TASK INPUT start
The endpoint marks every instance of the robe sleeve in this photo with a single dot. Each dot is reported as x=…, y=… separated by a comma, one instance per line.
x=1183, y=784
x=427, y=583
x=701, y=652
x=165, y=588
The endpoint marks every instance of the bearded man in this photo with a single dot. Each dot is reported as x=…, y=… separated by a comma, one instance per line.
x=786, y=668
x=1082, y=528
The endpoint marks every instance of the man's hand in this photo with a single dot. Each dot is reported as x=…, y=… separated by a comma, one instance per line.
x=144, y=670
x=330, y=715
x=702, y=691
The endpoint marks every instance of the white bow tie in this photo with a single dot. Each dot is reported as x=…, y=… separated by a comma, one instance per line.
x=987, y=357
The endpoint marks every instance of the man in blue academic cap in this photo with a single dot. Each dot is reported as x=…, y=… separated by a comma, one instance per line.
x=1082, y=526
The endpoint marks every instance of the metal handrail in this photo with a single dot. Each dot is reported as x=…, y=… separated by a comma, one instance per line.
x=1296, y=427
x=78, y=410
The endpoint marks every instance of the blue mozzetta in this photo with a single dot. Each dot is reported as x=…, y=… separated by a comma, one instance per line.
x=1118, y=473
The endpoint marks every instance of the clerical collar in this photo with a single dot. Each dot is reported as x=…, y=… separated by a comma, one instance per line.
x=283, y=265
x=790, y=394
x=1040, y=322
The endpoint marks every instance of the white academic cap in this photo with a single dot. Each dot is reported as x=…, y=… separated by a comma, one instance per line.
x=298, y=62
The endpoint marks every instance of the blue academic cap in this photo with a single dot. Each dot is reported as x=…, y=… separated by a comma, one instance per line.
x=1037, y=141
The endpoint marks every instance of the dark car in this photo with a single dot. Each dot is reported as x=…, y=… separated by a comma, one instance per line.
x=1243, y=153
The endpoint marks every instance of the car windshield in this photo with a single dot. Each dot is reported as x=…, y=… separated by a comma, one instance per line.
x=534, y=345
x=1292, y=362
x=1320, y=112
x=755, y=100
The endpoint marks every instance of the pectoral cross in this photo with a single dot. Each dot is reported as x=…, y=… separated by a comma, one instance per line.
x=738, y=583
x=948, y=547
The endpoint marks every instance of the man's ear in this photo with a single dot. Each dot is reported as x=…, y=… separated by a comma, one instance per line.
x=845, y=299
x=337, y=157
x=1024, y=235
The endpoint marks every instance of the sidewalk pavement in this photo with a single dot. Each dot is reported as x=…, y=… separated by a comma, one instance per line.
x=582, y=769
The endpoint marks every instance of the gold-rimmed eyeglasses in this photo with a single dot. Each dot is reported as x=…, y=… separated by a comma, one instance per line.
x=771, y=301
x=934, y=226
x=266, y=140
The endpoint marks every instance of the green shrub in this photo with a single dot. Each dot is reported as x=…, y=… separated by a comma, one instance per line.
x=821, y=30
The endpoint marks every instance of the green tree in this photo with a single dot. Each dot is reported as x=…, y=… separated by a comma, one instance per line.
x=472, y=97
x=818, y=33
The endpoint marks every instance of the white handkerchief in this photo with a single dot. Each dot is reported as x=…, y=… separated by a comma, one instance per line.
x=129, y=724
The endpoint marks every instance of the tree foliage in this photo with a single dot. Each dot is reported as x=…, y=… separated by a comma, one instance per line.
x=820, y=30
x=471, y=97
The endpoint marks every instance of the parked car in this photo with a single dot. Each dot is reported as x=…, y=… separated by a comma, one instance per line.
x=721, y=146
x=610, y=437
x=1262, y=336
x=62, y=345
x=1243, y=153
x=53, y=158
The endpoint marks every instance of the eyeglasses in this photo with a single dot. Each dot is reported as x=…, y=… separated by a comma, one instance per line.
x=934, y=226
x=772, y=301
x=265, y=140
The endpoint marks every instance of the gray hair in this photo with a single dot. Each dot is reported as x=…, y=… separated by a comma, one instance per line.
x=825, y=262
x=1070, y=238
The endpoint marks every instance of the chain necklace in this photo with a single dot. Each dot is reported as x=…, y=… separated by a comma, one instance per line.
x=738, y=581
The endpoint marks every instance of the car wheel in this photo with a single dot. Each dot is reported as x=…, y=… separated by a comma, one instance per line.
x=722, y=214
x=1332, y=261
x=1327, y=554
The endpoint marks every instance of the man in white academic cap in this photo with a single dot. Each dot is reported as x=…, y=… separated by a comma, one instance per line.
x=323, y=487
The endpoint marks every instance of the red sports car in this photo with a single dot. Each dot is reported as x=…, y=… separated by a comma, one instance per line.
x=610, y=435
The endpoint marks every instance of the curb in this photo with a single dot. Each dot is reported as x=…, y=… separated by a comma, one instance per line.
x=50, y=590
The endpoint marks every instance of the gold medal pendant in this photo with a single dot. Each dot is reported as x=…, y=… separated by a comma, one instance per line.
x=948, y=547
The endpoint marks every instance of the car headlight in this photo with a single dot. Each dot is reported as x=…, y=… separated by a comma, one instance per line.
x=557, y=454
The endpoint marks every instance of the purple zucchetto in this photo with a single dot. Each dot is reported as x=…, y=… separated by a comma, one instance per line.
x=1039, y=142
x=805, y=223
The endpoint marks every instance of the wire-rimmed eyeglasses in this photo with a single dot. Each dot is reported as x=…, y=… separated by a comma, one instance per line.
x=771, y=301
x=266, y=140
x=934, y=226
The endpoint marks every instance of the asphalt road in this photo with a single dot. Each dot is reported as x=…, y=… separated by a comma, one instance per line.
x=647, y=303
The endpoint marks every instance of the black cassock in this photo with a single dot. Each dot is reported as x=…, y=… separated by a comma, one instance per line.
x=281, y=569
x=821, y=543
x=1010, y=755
TASK INPUT end
▶ _SHORT PROBLEM_: Lay out all of the data above as a two-column CSV with the headers input and output, giving each text and its answer a single row. Put every field in quotes and replace line breaks with spaces.

▶ _TASK RESULT_:
input,output
"The endpoint marks every instance of the robe sleeve in this photo with a single dot. Each dot is reported as x=…, y=… separated by a comma, one instance per line.","x=1183, y=784 x=427, y=583 x=701, y=652 x=165, y=588"
"The endpoint marks every instance of the bearded man in this photo with a single dot. Each dot is reported as x=…, y=… separated by a comma, one instance per line.","x=786, y=668 x=1082, y=528"
"The endpoint marks every instance of the man's hand in this photo with a single dot. Each dot is reported as x=…, y=… separated by a comma, one instance per line.","x=144, y=670 x=330, y=715 x=702, y=691"
"The endpoint marks every instance of the white bow tie in this photo with a single dot. Each dot is reported as x=…, y=… separated by a comma, one instance per line.","x=987, y=357"
"The endpoint marks every instance of the man in blue academic cap in this photo with a single dot. Each dot is reported as x=…, y=… separated by a comma, one instance per line.","x=1082, y=526"
"The endpoint marks every instance of the metal handrail in this photo with a single dot. Each dot is reported as x=…, y=… separated by a comma, one instance per line.","x=1296, y=427 x=78, y=410"
"The endpoint marks every instance of the blue mozzetta in this photo with a single dot. Each dot is reported as x=…, y=… separated by a comma, one instance per line.","x=1118, y=473"
"The endpoint marks every instance of the clerical collar in this photo with a single dot. Each dot is reported as x=…, y=… separated by a comma, one instance per line.","x=283, y=265 x=790, y=394 x=1040, y=322"
"The endpoint marks every instance of the white academic cap in this photo with a single dot. Each dot is reported as x=…, y=… separated by a comma, one instance per line.","x=298, y=62"
"The endpoint marks every instance of the blue academic cap in this photo with a single dot. Each dot is reported as x=…, y=… separated by a comma, one instance per line.","x=1037, y=141"
"The endpoint marks every instance of the dark car in this photo with a single dot. Each dot is reported as x=…, y=… separated by a comma, one instance per line.","x=1243, y=153"
"The endpoint marks every instance of the car windshield in this photo with a single dot. Each dot is reported as x=…, y=… separated by a comma, one instance per line.","x=534, y=345 x=1292, y=362 x=1320, y=112 x=755, y=100"
"The endpoint marks every instance of the pectoral cross in this photo with a single dot. Each dot is reported as x=…, y=… separated by a comma, one instance per line.","x=738, y=583 x=948, y=547"
"The endpoint marks every instance of the man's ear in this photo with a single dot. Each dot is reported as x=…, y=… separated by a comma, one instance per line.","x=845, y=299 x=337, y=157 x=1024, y=235"
"The endpoint marks every instance of the sidewalk pavement in this photo with a single dot. Each dot is reported as x=…, y=… separated by a comma, one instance per line.","x=582, y=769"
"The endpoint marks every instance of the gold-rimmed eyeglasses in this photo with a single dot. Each dot is reported as x=…, y=… separated by a comma, one instance per line.","x=771, y=301 x=934, y=226 x=266, y=140"
"The endpoint marks every instance of the green shrub in this photo with a single dot. Each dot is reported as x=…, y=… separated by a comma, one instance per line.","x=821, y=30"
"The endpoint marks every instance of the green tree in this photo with a single dot. Each dot is reported as x=…, y=… separated by a comma, one instance per line.","x=472, y=97 x=818, y=33"
"The endpoint marks every instance of the white handkerchief in this photo with a single dot. Each dot is reported as x=…, y=… separated by a comma, one instance per line.","x=129, y=724"
"The endpoint marks every instance of the tree foliage in this photo with a single dot. Each dot is reported as x=…, y=… separated by a comma, one instance per line.","x=820, y=30 x=471, y=97"
"The endpoint marks every instance of the parked car in this photo with a single dot. Each dot is reported as x=…, y=… separated by a comma, one instance per line.","x=721, y=146 x=610, y=437 x=1262, y=336 x=62, y=345 x=1243, y=153 x=53, y=158"
"The endpoint marks every instance of the eyeglasses in this photo with a single dot. Each dot is reported as x=…, y=… separated by a comma, one instance per line.","x=934, y=226 x=772, y=301 x=265, y=140"
"The endpoint marks every instance of the gray hair in this photo with a single dot. Each dot is reported as x=…, y=… separated by a comma, one instance per line.","x=825, y=262 x=1070, y=238"
"The endpoint marks every instance of the chain necklace in this photo with a single dot. Each dot is reported as x=…, y=… separated by a comma, one instance per line.","x=738, y=581"
"The endpoint marks every instance of the car wheel in this photo with a single dot. Each dot is reported as x=…, y=… separated by a comma, one instance per line.","x=722, y=214 x=1332, y=261 x=1327, y=554"
"The endpoint marks every instance of the man in white academic cap in this photo with a single dot. Each dot is reported as x=…, y=… separated by a comma, one instance per line.","x=323, y=487"
"The endpoint marks every instance of the red sports car in this photo with a single dot. Each dot is reported as x=…, y=… separated by a comma, one instance per line.","x=610, y=435"
"The endpoint marks every instance of the curb in this photo with a single dot. Each dot is reported as x=…, y=… separated by a comma, one instance per line.","x=50, y=590"
"The endpoint marks every instance of the gold medal pendant in this photo with a single dot. Each dot is reported as x=…, y=… separated by a comma, one instance per line.","x=948, y=547"
"The endpoint marks every instance of the car headlight in this photo with a single dot. Each dot is reported as x=…, y=… separated by a comma, one instance per line.","x=557, y=454"
"The endpoint marks every instance of the purple zucchetto in this photo with a single dot. Each dot is reported as x=…, y=… separated by a comma, one instance per line.","x=1039, y=142 x=805, y=223"
"The endpoint marks every instance of the wire-rimmed eyeglasses in this photo with a single dot. Each dot is reported as x=…, y=… separated by a comma, one instance per line.","x=771, y=301 x=266, y=140 x=934, y=226"
"The endpoint marks every instance of the asphalt road in this photo with a single dot. Each dot is reported as x=…, y=… separated by a comma, one instance per line.","x=647, y=303"
"The endpoint marks every instance of the black cassock in this photo with a single dot. Each dot is reported as x=…, y=… separated by a comma, one instance per line.","x=281, y=569 x=821, y=543 x=1010, y=755"